§ **ASSIGNED TASK**
Write the next part of the essay passage about Polanyi, capitalism, and Sisyphus, starting right after its last sentence.

§ **PAGE EXCERPT**
====================
Yet Polanyi’s sensibility gives me some hope. Looking at the
tendency of capitalism to crush efforts to build decent human
economies, you can become a defeatist and a cynic; or you can keep at
it, appreciating that sometimes solidarity produces results and that
nothing lasts forever. The 15 years of Polanyi’s Red Vienna stand as
a model. Likewise the 40 years between the 1930s and the 1970s when
the New Deal system contoured America. Swedish social democracy has
been around for almost a century. While global capitalism keeps
chipping away at the Swedish model, that model continues to provide
decent lives for most Swedes. As capitalism goes, a century of decency
is pretty good.

When we had a 30th anniversary testimonial dinner for
the _Prospect_ in October 2019, I gave a talk invoking Camus’s
celebrated essay _The Myth of Sisyphus_. As you will recall, Sisyphus
is condemned to push a rock up a hill, only to have it roll back down.
His every effort is futile. Yet Camus ends his essay with the words
“One must imagine Sisyphus happy.” When I first read that, it
seemed preposterous. Happy? Then I appreciated the insight that the
joy is in the struggle. And then, I finally got the larger point. The
rock, ultimately, is death. In the end, it crushes us all. But along
the way, we build the best life and the best society that we can,
recognizing that nothing lasts forever.

So with that credo, _Sisyphus Happy_, what is to be done? For if we
can’t even produce reformed capitalism, how on earth do we move
toward democratic socialism?
====================
[Collection entries]
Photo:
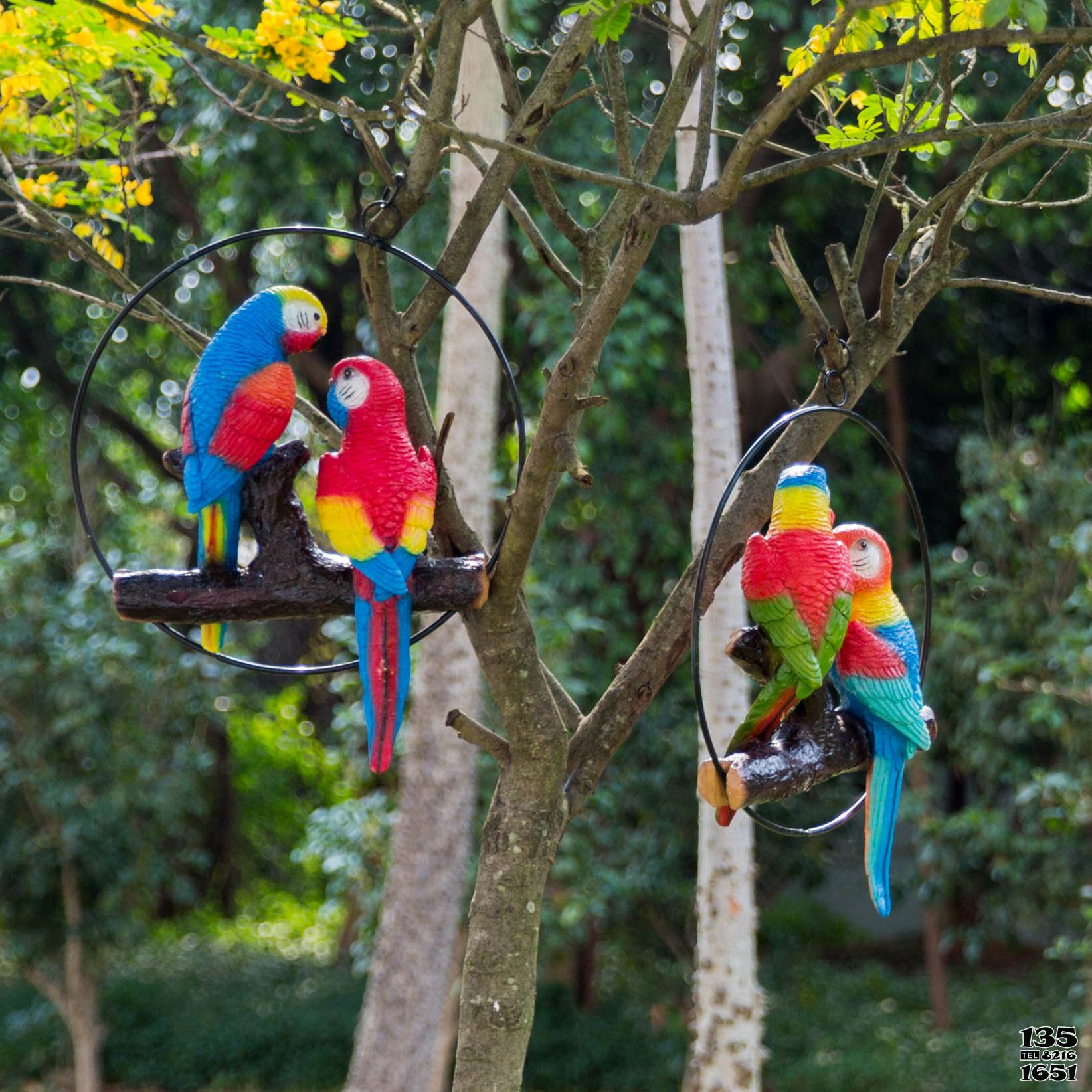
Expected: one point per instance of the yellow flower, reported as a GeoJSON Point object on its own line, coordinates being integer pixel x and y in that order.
{"type": "Point", "coordinates": [318, 67]}
{"type": "Point", "coordinates": [82, 37]}
{"type": "Point", "coordinates": [13, 86]}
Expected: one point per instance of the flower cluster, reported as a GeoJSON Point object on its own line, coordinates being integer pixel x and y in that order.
{"type": "Point", "coordinates": [58, 86]}
{"type": "Point", "coordinates": [294, 39]}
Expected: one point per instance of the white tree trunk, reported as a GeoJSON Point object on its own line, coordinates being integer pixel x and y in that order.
{"type": "Point", "coordinates": [725, 1055]}
{"type": "Point", "coordinates": [405, 1034]}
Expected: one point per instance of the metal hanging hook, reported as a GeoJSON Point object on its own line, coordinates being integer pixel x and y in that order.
{"type": "Point", "coordinates": [380, 205]}
{"type": "Point", "coordinates": [830, 374]}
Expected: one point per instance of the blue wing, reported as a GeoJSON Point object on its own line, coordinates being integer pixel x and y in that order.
{"type": "Point", "coordinates": [247, 342]}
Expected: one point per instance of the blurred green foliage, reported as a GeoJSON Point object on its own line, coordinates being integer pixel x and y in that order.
{"type": "Point", "coordinates": [1014, 681]}
{"type": "Point", "coordinates": [230, 817]}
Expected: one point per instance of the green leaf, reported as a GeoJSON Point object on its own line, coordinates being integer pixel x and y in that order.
{"type": "Point", "coordinates": [1034, 15]}
{"type": "Point", "coordinates": [613, 24]}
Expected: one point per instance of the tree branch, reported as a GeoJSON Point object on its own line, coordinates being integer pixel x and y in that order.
{"type": "Point", "coordinates": [1054, 295]}
{"type": "Point", "coordinates": [468, 729]}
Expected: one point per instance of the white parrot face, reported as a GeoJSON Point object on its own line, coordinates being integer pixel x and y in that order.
{"type": "Point", "coordinates": [866, 558]}
{"type": "Point", "coordinates": [352, 388]}
{"type": "Point", "coordinates": [304, 317]}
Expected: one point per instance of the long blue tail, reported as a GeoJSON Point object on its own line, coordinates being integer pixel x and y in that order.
{"type": "Point", "coordinates": [881, 812]}
{"type": "Point", "coordinates": [383, 641]}
{"type": "Point", "coordinates": [219, 545]}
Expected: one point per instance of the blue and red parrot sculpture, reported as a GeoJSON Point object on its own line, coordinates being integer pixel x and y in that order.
{"type": "Point", "coordinates": [878, 675]}
{"type": "Point", "coordinates": [376, 498]}
{"type": "Point", "coordinates": [797, 583]}
{"type": "Point", "coordinates": [237, 402]}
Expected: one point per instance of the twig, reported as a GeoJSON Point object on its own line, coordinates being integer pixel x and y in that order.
{"type": "Point", "coordinates": [1054, 295]}
{"type": "Point", "coordinates": [615, 78]}
{"type": "Point", "coordinates": [530, 228]}
{"type": "Point", "coordinates": [54, 286]}
{"type": "Point", "coordinates": [468, 729]}
{"type": "Point", "coordinates": [441, 442]}
{"type": "Point", "coordinates": [797, 285]}
{"type": "Point", "coordinates": [887, 288]}
{"type": "Point", "coordinates": [555, 166]}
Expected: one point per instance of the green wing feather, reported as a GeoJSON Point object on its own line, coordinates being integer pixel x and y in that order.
{"type": "Point", "coordinates": [838, 622]}
{"type": "Point", "coordinates": [790, 634]}
{"type": "Point", "coordinates": [891, 700]}
{"type": "Point", "coordinates": [773, 702]}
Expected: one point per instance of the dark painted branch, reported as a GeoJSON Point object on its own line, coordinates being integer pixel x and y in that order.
{"type": "Point", "coordinates": [817, 743]}
{"type": "Point", "coordinates": [291, 577]}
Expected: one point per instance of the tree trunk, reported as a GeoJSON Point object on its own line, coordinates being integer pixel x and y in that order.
{"type": "Point", "coordinates": [727, 1007]}
{"type": "Point", "coordinates": [405, 1041]}
{"type": "Point", "coordinates": [86, 1036]}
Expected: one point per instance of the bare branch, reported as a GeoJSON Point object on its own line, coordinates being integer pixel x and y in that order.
{"type": "Point", "coordinates": [530, 228]}
{"type": "Point", "coordinates": [54, 286]}
{"type": "Point", "coordinates": [615, 76]}
{"type": "Point", "coordinates": [468, 729]}
{"type": "Point", "coordinates": [1053, 295]}
{"type": "Point", "coordinates": [555, 166]}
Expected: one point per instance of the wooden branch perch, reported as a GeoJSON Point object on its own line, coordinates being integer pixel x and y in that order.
{"type": "Point", "coordinates": [817, 743]}
{"type": "Point", "coordinates": [291, 577]}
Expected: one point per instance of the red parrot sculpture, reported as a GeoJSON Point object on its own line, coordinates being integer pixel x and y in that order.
{"type": "Point", "coordinates": [878, 674]}
{"type": "Point", "coordinates": [798, 586]}
{"type": "Point", "coordinates": [376, 498]}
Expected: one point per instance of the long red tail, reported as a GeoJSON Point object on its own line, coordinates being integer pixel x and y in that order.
{"type": "Point", "coordinates": [383, 636]}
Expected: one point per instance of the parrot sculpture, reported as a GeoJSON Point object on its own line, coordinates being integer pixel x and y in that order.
{"type": "Point", "coordinates": [797, 583]}
{"type": "Point", "coordinates": [375, 500]}
{"type": "Point", "coordinates": [878, 676]}
{"type": "Point", "coordinates": [237, 402]}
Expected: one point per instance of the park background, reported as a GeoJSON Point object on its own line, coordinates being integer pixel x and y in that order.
{"type": "Point", "coordinates": [232, 844]}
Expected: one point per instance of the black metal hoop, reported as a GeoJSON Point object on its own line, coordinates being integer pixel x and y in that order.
{"type": "Point", "coordinates": [783, 422]}
{"type": "Point", "coordinates": [838, 374]}
{"type": "Point", "coordinates": [261, 232]}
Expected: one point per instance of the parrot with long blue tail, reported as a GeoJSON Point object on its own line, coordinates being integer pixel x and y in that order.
{"type": "Point", "coordinates": [237, 403]}
{"type": "Point", "coordinates": [376, 500]}
{"type": "Point", "coordinates": [878, 675]}
{"type": "Point", "coordinates": [797, 583]}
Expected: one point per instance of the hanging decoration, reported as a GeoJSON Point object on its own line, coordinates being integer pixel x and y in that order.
{"type": "Point", "coordinates": [877, 715]}
{"type": "Point", "coordinates": [376, 500]}
{"type": "Point", "coordinates": [291, 577]}
{"type": "Point", "coordinates": [878, 675]}
{"type": "Point", "coordinates": [797, 583]}
{"type": "Point", "coordinates": [237, 403]}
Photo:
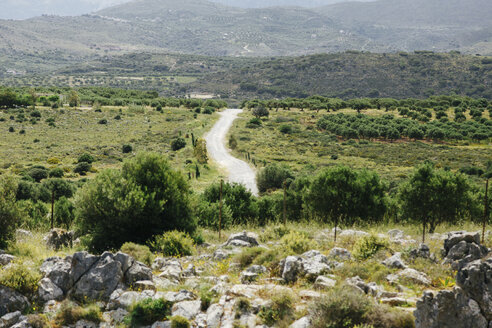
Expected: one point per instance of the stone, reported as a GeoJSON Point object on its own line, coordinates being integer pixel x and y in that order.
{"type": "Point", "coordinates": [100, 281]}
{"type": "Point", "coordinates": [58, 270]}
{"type": "Point", "coordinates": [292, 266]}
{"type": "Point", "coordinates": [394, 262]}
{"type": "Point", "coordinates": [340, 253]}
{"type": "Point", "coordinates": [187, 309]}
{"type": "Point", "coordinates": [6, 259]}
{"type": "Point", "coordinates": [11, 301]}
{"type": "Point", "coordinates": [395, 234]}
{"type": "Point", "coordinates": [10, 319]}
{"type": "Point", "coordinates": [451, 309]}
{"type": "Point", "coordinates": [323, 282]}
{"type": "Point", "coordinates": [58, 238]}
{"type": "Point", "coordinates": [242, 239]}
{"type": "Point", "coordinates": [214, 315]}
{"type": "Point", "coordinates": [304, 322]}
{"type": "Point", "coordinates": [48, 291]}
{"type": "Point", "coordinates": [252, 273]}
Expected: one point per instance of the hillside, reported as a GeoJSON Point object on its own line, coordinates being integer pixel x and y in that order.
{"type": "Point", "coordinates": [200, 27]}
{"type": "Point", "coordinates": [354, 74]}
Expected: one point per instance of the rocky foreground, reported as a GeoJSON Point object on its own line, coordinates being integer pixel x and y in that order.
{"type": "Point", "coordinates": [117, 281]}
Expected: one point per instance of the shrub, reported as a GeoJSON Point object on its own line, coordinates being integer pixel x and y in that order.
{"type": "Point", "coordinates": [178, 143]}
{"type": "Point", "coordinates": [145, 198]}
{"type": "Point", "coordinates": [10, 214]}
{"type": "Point", "coordinates": [179, 322]}
{"type": "Point", "coordinates": [21, 278]}
{"type": "Point", "coordinates": [70, 313]}
{"type": "Point", "coordinates": [344, 307]}
{"type": "Point", "coordinates": [173, 243]}
{"type": "Point", "coordinates": [127, 149]}
{"type": "Point", "coordinates": [82, 168]}
{"type": "Point", "coordinates": [285, 129]}
{"type": "Point", "coordinates": [297, 242]}
{"type": "Point", "coordinates": [56, 173]}
{"type": "Point", "coordinates": [272, 176]}
{"type": "Point", "coordinates": [148, 311]}
{"type": "Point", "coordinates": [87, 158]}
{"type": "Point", "coordinates": [367, 246]}
{"type": "Point", "coordinates": [282, 308]}
{"type": "Point", "coordinates": [141, 253]}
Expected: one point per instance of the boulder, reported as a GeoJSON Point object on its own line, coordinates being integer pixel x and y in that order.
{"type": "Point", "coordinates": [48, 291]}
{"type": "Point", "coordinates": [99, 282]}
{"type": "Point", "coordinates": [187, 309]}
{"type": "Point", "coordinates": [394, 262]}
{"type": "Point", "coordinates": [58, 238]}
{"type": "Point", "coordinates": [323, 282]}
{"type": "Point", "coordinates": [340, 253]}
{"type": "Point", "coordinates": [252, 273]}
{"type": "Point", "coordinates": [6, 259]}
{"type": "Point", "coordinates": [11, 301]}
{"type": "Point", "coordinates": [58, 271]}
{"type": "Point", "coordinates": [242, 239]}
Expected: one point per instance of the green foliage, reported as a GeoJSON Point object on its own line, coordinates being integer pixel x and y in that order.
{"type": "Point", "coordinates": [297, 242]}
{"type": "Point", "coordinates": [140, 253]}
{"type": "Point", "coordinates": [343, 195]}
{"type": "Point", "coordinates": [178, 143]}
{"type": "Point", "coordinates": [126, 149]}
{"type": "Point", "coordinates": [82, 168]}
{"type": "Point", "coordinates": [240, 201]}
{"type": "Point", "coordinates": [10, 214]}
{"type": "Point", "coordinates": [434, 196]}
{"type": "Point", "coordinates": [272, 176]}
{"type": "Point", "coordinates": [143, 199]}
{"type": "Point", "coordinates": [343, 307]}
{"type": "Point", "coordinates": [70, 313]}
{"type": "Point", "coordinates": [173, 243]}
{"type": "Point", "coordinates": [21, 278]}
{"type": "Point", "coordinates": [282, 308]}
{"type": "Point", "coordinates": [64, 212]}
{"type": "Point", "coordinates": [87, 158]}
{"type": "Point", "coordinates": [180, 322]}
{"type": "Point", "coordinates": [148, 311]}
{"type": "Point", "coordinates": [367, 246]}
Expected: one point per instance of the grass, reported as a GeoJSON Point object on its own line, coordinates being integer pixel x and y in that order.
{"type": "Point", "coordinates": [76, 131]}
{"type": "Point", "coordinates": [307, 149]}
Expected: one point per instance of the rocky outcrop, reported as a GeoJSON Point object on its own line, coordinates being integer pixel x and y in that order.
{"type": "Point", "coordinates": [461, 248]}
{"type": "Point", "coordinates": [467, 305]}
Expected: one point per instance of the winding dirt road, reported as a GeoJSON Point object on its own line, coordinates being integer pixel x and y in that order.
{"type": "Point", "coordinates": [238, 170]}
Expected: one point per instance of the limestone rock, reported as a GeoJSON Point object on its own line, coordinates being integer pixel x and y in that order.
{"type": "Point", "coordinates": [11, 301]}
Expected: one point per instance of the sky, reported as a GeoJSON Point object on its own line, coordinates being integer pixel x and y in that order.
{"type": "Point", "coordinates": [22, 9]}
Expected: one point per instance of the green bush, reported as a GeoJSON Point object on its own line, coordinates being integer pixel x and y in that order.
{"type": "Point", "coordinates": [343, 307]}
{"type": "Point", "coordinates": [21, 278]}
{"type": "Point", "coordinates": [178, 143]}
{"type": "Point", "coordinates": [297, 242]}
{"type": "Point", "coordinates": [179, 322]}
{"type": "Point", "coordinates": [126, 149]}
{"type": "Point", "coordinates": [281, 308]}
{"type": "Point", "coordinates": [148, 311]}
{"type": "Point", "coordinates": [367, 246]}
{"type": "Point", "coordinates": [10, 215]}
{"type": "Point", "coordinates": [272, 176]}
{"type": "Point", "coordinates": [140, 253]}
{"type": "Point", "coordinates": [70, 313]}
{"type": "Point", "coordinates": [87, 158]}
{"type": "Point", "coordinates": [82, 168]}
{"type": "Point", "coordinates": [143, 199]}
{"type": "Point", "coordinates": [173, 243]}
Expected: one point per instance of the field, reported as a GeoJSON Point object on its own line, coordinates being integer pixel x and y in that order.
{"type": "Point", "coordinates": [60, 136]}
{"type": "Point", "coordinates": [307, 149]}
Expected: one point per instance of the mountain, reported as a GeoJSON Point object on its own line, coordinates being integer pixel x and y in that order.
{"type": "Point", "coordinates": [202, 27]}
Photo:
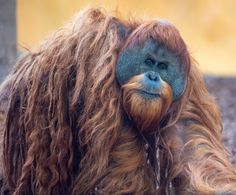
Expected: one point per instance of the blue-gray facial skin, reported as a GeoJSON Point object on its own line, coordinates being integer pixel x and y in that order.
{"type": "Point", "coordinates": [155, 62]}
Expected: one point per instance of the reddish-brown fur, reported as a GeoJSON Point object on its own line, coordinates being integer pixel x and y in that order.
{"type": "Point", "coordinates": [69, 128]}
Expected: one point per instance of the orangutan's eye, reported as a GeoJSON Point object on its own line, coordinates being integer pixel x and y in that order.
{"type": "Point", "coordinates": [162, 65]}
{"type": "Point", "coordinates": [150, 61]}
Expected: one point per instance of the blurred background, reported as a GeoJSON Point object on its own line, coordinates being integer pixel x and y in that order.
{"type": "Point", "coordinates": [207, 26]}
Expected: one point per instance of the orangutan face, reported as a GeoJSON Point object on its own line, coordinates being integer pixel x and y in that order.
{"type": "Point", "coordinates": [152, 77]}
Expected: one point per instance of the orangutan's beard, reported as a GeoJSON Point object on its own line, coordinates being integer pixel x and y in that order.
{"type": "Point", "coordinates": [146, 110]}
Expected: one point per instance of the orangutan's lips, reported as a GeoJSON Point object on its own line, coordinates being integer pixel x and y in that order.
{"type": "Point", "coordinates": [148, 94]}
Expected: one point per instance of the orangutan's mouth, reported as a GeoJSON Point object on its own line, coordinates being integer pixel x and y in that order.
{"type": "Point", "coordinates": [148, 94]}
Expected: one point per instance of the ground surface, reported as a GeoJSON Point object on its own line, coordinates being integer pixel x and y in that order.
{"type": "Point", "coordinates": [224, 89]}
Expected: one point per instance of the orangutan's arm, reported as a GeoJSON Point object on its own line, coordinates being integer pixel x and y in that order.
{"type": "Point", "coordinates": [200, 163]}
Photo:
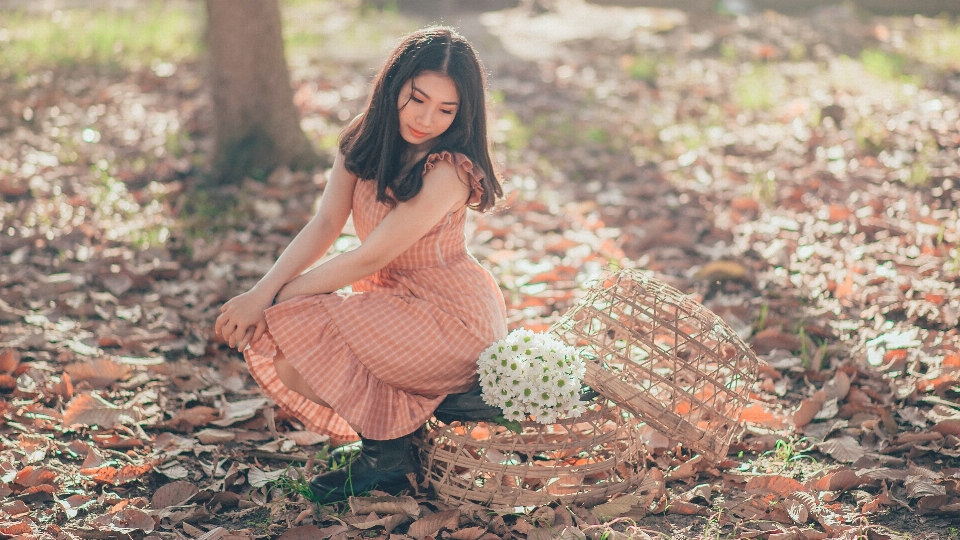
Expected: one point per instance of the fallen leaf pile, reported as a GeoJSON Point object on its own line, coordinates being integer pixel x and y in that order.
====================
§ **EXPECTED OUTPUT**
ONE THING THAT NEEDS to be done is to keep pushing outward the
boundaries of the possible. In a seeming paradox, the more socialistic
elements of Biden’s full $3.5 trillion program are the most
popular—the paid family leave, the child allowance, the social
provision of child care, the free tuition for community college, the
social enhancements to health care. Revealed preference. Yet the
press, in its myopia, concluded that the Democrats had a rough
election in November because Biden’s program was too left-wing.
Sorting out the Democrats’ election defeat, _The New York Times_,
channeling Fox, published a monumentally stupid editorial titled
“Face Reality, Democrats.” It claimed, “Tuesday’s results are
a sign that significant parts of the electorate are feeling leery of a
sharp leftward push …”

In fact, the Democrats were repudiated because they and Biden
couldn’t get their act together and looked like a party that
couldn’t govern. And the reason they couldn’t reach agreement on a
budget reflected the perverse influence not of “moderates,” as the
press keeps calling them, but of corporate Democrats. Most of Rep.
Josh Gottheimer’s gang of obstructionists in the House represent
districts whose constituents support Biden’s program. The Gottheimer
naysayers oppose it not because that’s what it takes to get elected,
but because of their corporate debts and alliances.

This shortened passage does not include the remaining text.